(Records of labeled points)
--- Begin ---
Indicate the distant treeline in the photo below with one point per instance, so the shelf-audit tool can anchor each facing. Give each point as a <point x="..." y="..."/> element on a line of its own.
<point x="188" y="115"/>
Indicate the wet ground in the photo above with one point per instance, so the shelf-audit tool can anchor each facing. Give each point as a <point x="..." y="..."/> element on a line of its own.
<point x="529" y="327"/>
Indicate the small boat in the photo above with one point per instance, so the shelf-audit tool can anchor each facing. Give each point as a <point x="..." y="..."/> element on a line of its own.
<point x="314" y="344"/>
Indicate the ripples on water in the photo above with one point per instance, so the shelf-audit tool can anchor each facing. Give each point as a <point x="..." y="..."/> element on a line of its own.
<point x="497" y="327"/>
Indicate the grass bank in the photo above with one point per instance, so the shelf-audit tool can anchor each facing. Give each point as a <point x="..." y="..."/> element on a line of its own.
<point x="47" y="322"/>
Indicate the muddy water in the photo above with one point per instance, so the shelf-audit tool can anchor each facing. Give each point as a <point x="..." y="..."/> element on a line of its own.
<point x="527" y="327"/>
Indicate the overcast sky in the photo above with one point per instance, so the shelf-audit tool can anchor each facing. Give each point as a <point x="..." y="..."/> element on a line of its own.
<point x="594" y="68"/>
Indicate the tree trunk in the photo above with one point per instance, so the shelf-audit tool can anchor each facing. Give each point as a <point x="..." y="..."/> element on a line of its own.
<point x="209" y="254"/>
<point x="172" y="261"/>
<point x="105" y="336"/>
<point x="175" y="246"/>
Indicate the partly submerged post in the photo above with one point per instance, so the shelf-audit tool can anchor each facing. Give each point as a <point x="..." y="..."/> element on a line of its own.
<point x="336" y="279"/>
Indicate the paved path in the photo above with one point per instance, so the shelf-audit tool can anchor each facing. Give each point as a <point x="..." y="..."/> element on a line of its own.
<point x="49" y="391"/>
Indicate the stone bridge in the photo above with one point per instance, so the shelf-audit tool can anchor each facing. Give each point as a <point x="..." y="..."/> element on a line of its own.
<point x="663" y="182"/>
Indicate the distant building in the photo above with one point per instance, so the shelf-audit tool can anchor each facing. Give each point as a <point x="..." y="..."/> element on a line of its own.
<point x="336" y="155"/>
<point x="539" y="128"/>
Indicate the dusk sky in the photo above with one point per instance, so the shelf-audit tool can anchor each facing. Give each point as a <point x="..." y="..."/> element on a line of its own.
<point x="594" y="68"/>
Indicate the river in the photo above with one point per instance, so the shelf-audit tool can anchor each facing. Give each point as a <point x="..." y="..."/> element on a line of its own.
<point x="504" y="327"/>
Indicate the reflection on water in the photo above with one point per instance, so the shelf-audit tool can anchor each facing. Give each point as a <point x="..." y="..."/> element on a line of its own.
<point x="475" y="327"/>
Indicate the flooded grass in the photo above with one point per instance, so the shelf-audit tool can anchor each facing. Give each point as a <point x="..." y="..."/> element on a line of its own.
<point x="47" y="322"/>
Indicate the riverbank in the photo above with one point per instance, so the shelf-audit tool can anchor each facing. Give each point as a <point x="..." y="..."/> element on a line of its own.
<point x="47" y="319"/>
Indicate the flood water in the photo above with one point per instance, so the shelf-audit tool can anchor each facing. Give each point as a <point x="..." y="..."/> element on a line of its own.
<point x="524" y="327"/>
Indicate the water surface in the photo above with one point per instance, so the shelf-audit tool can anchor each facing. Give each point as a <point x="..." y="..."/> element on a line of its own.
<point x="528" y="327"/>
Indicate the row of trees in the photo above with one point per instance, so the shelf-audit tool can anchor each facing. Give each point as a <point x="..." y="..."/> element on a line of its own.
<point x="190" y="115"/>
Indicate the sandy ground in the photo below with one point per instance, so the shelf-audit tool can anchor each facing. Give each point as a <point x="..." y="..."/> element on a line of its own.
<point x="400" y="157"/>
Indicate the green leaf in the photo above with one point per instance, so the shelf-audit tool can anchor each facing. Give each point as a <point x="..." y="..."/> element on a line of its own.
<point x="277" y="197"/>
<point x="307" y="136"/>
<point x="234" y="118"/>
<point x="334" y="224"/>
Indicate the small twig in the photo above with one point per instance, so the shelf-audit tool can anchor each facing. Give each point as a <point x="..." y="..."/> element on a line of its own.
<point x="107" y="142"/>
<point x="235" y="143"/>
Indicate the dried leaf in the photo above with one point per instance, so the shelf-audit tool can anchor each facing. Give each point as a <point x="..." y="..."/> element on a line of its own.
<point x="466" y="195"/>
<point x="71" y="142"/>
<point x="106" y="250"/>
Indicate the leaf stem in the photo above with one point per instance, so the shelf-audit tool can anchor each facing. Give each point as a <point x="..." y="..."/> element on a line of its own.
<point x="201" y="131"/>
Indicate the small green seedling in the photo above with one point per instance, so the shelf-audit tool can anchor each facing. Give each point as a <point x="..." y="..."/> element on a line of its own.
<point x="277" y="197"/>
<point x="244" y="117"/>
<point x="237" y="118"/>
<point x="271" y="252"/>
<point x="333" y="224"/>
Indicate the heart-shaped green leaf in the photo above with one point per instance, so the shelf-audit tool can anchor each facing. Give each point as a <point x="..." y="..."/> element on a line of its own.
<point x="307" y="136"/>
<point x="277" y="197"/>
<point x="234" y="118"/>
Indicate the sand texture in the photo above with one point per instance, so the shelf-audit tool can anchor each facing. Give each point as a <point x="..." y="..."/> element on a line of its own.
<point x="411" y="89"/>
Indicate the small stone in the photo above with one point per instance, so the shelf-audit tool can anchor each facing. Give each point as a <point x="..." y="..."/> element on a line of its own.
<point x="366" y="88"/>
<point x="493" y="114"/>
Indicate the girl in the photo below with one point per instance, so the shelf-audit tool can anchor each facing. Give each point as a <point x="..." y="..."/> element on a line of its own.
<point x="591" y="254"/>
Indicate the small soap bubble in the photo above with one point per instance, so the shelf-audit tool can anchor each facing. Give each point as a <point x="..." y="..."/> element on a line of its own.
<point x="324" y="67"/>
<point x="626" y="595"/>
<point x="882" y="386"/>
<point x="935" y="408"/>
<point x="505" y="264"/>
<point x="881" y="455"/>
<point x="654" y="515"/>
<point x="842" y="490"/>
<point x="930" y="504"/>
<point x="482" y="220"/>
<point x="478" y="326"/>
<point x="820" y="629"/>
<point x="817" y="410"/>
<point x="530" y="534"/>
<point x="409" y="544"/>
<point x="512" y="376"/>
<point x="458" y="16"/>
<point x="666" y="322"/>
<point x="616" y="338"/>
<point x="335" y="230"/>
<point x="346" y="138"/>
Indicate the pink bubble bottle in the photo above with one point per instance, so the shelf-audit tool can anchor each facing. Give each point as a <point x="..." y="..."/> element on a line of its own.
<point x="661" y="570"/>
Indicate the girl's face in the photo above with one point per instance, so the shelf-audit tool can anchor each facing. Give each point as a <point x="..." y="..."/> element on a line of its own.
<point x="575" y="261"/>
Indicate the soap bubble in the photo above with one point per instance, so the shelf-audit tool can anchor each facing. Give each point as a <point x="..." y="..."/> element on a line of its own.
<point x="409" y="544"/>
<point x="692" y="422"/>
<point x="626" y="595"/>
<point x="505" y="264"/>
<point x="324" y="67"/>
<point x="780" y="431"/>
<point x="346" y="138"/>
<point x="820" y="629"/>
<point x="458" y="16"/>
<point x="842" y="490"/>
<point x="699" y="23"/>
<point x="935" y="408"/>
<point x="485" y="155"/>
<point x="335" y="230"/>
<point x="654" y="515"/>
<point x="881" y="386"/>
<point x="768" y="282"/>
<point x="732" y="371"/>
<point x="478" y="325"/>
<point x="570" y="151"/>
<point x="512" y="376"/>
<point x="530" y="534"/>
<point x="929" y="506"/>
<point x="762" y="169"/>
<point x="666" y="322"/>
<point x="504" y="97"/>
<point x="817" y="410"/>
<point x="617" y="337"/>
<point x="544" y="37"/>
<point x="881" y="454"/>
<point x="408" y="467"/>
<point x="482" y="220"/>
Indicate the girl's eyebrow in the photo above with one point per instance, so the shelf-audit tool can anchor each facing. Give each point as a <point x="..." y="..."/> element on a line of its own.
--- End ---
Directions for this task: Return the line that contains "Indicate the girl's face" along with every line after it through the end of the entries, exactly, adding nothing.

Final result:
Indicate the girl's face in the photo above with one point per instance, so the shelf-audit tool can anchor each facing. Give each point as a <point x="..." y="..."/> element on a line of its own.
<point x="575" y="261"/>
Indicate the soap bubble in the photo above with one point per instance, so the shelf-audit tool can anchor each facing. Give each point as a <point x="..." y="..."/> element on a line of its own.
<point x="409" y="544"/>
<point x="692" y="422"/>
<point x="626" y="595"/>
<point x="505" y="264"/>
<point x="324" y="67"/>
<point x="780" y="431"/>
<point x="346" y="138"/>
<point x="820" y="629"/>
<point x="458" y="16"/>
<point x="842" y="490"/>
<point x="699" y="23"/>
<point x="935" y="408"/>
<point x="485" y="155"/>
<point x="335" y="230"/>
<point x="654" y="515"/>
<point x="881" y="386"/>
<point x="768" y="282"/>
<point x="732" y="371"/>
<point x="478" y="325"/>
<point x="570" y="151"/>
<point x="512" y="376"/>
<point x="530" y="534"/>
<point x="929" y="506"/>
<point x="762" y="169"/>
<point x="666" y="322"/>
<point x="504" y="97"/>
<point x="817" y="410"/>
<point x="617" y="337"/>
<point x="544" y="37"/>
<point x="881" y="454"/>
<point x="408" y="467"/>
<point x="482" y="220"/>
Indicate the girl's eyebrow in the photo above with one point per instance, so the shelf-audit tool can anchor each facing. Give each point as a <point x="..." y="..."/> element on a line of its own.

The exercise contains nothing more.